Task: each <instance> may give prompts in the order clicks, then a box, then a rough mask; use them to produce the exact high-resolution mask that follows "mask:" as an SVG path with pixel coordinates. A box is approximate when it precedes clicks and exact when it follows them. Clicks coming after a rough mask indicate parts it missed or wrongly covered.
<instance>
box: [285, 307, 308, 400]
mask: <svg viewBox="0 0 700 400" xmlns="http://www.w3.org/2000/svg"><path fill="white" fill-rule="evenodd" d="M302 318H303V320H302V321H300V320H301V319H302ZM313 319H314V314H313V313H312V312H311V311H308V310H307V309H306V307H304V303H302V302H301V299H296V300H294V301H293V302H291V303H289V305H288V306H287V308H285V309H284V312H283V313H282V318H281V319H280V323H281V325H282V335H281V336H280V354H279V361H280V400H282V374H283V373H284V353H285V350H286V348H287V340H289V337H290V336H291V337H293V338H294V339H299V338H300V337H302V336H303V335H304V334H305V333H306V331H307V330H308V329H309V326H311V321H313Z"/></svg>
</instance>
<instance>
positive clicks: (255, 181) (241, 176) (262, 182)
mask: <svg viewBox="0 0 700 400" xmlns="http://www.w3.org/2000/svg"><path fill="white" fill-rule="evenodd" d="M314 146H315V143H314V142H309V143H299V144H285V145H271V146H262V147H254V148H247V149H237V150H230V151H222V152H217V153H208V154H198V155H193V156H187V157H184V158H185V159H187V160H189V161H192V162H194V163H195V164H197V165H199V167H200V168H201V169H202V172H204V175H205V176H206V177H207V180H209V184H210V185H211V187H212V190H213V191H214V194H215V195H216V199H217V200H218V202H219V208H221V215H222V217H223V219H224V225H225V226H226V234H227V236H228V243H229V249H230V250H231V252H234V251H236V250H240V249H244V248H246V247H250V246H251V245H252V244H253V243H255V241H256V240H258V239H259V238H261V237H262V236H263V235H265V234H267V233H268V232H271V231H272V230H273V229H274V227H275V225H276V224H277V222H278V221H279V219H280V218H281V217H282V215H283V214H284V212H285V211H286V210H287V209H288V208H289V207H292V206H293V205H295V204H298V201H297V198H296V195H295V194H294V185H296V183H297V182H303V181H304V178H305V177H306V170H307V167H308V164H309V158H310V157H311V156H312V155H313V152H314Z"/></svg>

########################################

What the task requires: Every line of the material that includes the word "instance" needs to be copied.

Expected output:
Task: each <instance> may give prompts in the order clicks, then a box, then a rough mask; use them to produce the exact high-resolution mask that follows "mask:" as an SVG path with pixel coordinates. A box is approximate when it precedes clicks and exact when it follows them. Clicks coming after a rough mask indicate parts it missed or wrongly covered.
<instance>
</instance>
<instance>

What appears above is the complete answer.